# THE TASK
State the number of lines in the following data that include the word "logo", with no other text.

* * *

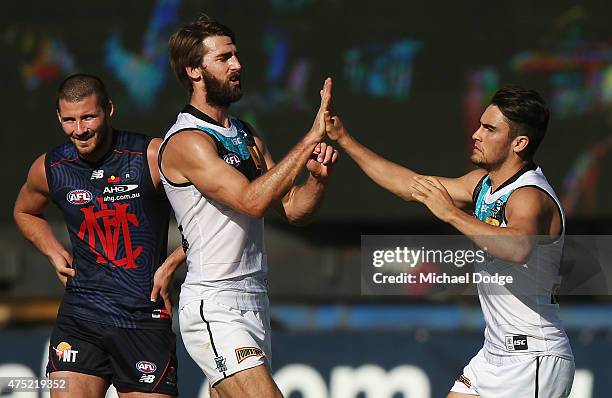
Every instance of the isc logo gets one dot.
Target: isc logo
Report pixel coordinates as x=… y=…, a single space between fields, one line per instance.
x=79 y=196
x=516 y=343
x=146 y=367
x=119 y=188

* * *

# EXPECTED ANSWER
2